◆ Source passage ◆
++++++++
We do not doubt that a rickshaw was used
because rickshaw tracks were discovered by the well long before anybody had
suggested that a rickshaw had been used. But we find it difficult to resist the
inference that this witness was an accomplice so far as the disposal of the
body was concerned.
Consequently, he is in much the same category
so far as credibility is concerned, That brings us at once to the rule that
save in exceptional circumstances one accomplice cannot be used to corroborate
another, nor can he be used to corroborate a person who though not an
accomplice is no more reliable than one. We have therefore either to seek
corroboration of a kind which will implicate the appellant apart from the
confession or find strong reasons for using Gurubachan's confession for that
purpose. Of course, against Gurubachan there is no difficulty, but against the
appellant the position is not as easy.
We will therefore examine the reliability of
Gurubachan's confession against the appellant. Now there are some glaring
irregularities regarding this confession and though it was safe for the
Sessions Judge and the High Court to act on it as against Gurubachan because he
adhered to it throughout the sessions trial despite his pleader's efforts to
show the contrary, a very different position emerges when we come to the
appellant.
537 The first point which emerges regarding
this is that the confession was not made till the 25th of February 1950, that
is to say, not until two months after the murder.
We do not know when Gurubachan was first
interrogated but P.W. 42 Narayandas tells us that when he was taken to the
police station house at Gondia for interrogation about the 1st or 3rd January
he saw Gurubachan sitting in the police lock up. We do not know how long he was
kept there like this but it is evident that he was not there voluntarily, at
any rate till the 1st or 3rd. because the Station Officer P.W. 44 says that
"until Gurubachan Singh was arrested he used to be allowed to go
home." Also he says that Gurubachan was interrogated several times and was
confronted with Pritipal.
++++++++
◆ Short exercise 1 ◆
According to the judgment excerpt, why was it safe for the Sessions Judge and the High Court to act on Gurubachan's confession against Gurubachan himself? Answer in one to three sentences.
◆ Short exercise 2 ◆
Continue the judgment excerpt on Gurubachan's confession, starting after its final sentence.
++++++++
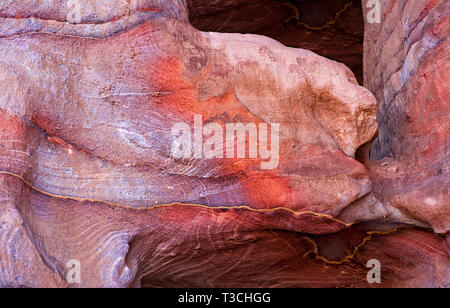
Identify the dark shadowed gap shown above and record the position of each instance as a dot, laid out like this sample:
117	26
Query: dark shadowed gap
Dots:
331	28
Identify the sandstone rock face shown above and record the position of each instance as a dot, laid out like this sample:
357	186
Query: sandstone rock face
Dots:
91	95
330	28
407	68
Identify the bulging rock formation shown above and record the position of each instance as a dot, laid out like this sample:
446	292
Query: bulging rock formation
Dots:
95	96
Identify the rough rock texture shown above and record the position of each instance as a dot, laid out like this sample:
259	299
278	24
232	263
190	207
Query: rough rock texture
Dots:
407	65
86	171
331	28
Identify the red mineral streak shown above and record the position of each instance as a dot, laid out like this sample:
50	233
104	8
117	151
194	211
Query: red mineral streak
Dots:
86	170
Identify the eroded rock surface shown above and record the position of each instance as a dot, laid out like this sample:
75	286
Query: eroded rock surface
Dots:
87	172
407	68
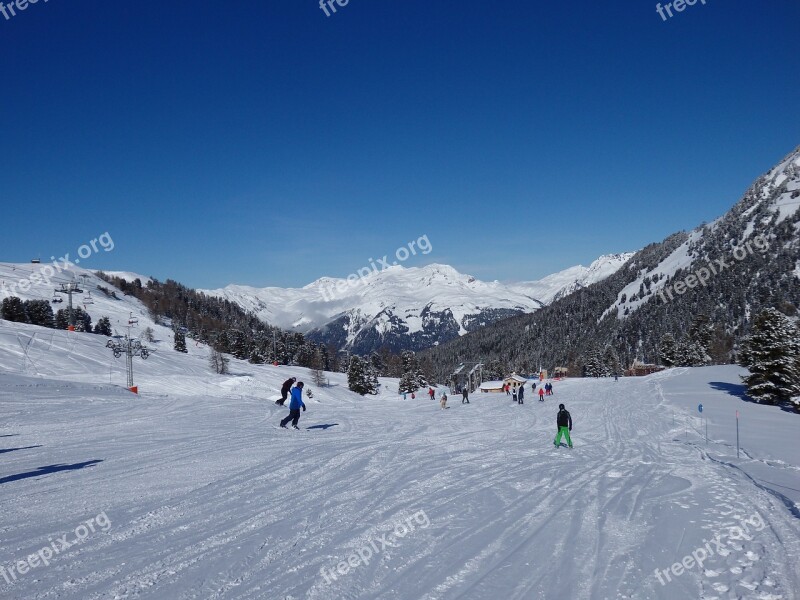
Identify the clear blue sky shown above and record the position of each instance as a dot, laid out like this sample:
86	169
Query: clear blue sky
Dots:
263	143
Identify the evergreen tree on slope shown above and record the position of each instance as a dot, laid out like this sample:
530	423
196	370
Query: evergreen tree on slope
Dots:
180	341
772	354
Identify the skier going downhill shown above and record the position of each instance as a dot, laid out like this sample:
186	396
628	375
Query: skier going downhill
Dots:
295	404
564	422
287	385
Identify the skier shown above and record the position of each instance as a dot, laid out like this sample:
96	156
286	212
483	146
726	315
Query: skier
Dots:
294	406
564	423
287	385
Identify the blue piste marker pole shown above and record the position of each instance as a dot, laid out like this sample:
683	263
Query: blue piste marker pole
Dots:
700	409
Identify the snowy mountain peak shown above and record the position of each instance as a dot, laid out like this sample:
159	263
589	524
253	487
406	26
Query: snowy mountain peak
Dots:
406	307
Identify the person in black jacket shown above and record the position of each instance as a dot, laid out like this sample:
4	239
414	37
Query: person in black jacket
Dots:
287	385
564	423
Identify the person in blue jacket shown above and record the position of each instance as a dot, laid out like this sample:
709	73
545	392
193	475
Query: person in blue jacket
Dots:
295	404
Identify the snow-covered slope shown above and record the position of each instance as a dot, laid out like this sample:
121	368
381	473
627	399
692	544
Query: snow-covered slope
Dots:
126	313
193	492
563	283
749	229
407	308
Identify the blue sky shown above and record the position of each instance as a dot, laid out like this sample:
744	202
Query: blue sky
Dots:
263	143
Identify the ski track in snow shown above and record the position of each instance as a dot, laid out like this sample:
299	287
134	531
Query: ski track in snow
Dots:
209	500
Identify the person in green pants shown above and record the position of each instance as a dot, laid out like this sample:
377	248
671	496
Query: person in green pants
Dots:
564	422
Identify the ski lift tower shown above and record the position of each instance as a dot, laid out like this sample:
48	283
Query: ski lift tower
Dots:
130	348
69	289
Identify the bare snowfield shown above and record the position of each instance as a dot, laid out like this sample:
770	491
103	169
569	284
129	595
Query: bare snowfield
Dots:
192	491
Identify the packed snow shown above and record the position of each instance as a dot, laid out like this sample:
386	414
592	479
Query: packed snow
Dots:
190	490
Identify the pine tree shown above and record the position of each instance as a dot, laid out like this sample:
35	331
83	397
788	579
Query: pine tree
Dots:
593	366
14	310
700	334
39	313
219	362
62	318
361	377
611	361
103	327
413	377
240	347
180	341
256	357
668	350
772	354
317	368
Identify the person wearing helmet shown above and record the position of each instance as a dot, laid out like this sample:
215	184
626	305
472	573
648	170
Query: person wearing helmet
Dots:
287	385
295	404
564	424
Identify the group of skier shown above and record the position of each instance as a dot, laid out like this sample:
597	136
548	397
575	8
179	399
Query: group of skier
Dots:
292	387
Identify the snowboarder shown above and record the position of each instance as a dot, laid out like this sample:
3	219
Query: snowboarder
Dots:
564	423
287	385
295	404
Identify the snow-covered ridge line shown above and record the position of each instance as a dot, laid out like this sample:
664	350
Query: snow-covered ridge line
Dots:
428	305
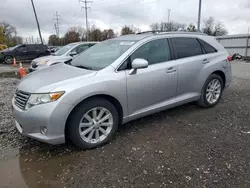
++++++++
◆ Task answer 1 ◆
It was safe because Gurubachan adhered to his confession throughout the sessions trial, even though his pleader tried to show the contrary.

◆ Task answer 2 ◆
However, eventually Gurubachan was allowed to
go away and he went to Balaghat. Then, on the 16th of February the Station
Officer P.W. 44 went to Balaghat, brought Gurubachan back with him to Gondia
and handed him over to the C.I.D.
Inspector Guha. Guha P.W. 50 tells us that
from then till the 20th of February, when he was arrested, he was kept under
observation but was allowed to go home at night. He did not confess till the
25th and the Station Officer P.W.
44 tells us that from the 20th to the 25th he
was kept in one of the rooms in Guha's quarters. Then, after the confession on
the 25th he was taken back to Guha's custody for a couple of days and then only
was he sent to the magisterial lock up. (See Guha's evidence). He was kept in
this lock up till the conclusion of the committal proceedings, that is, till
the 30th of June, instead of being sent to jail custody in Bhandara where there
is a jail. The other accused including Pritipal who had by then confessed were
sent to Bhandara.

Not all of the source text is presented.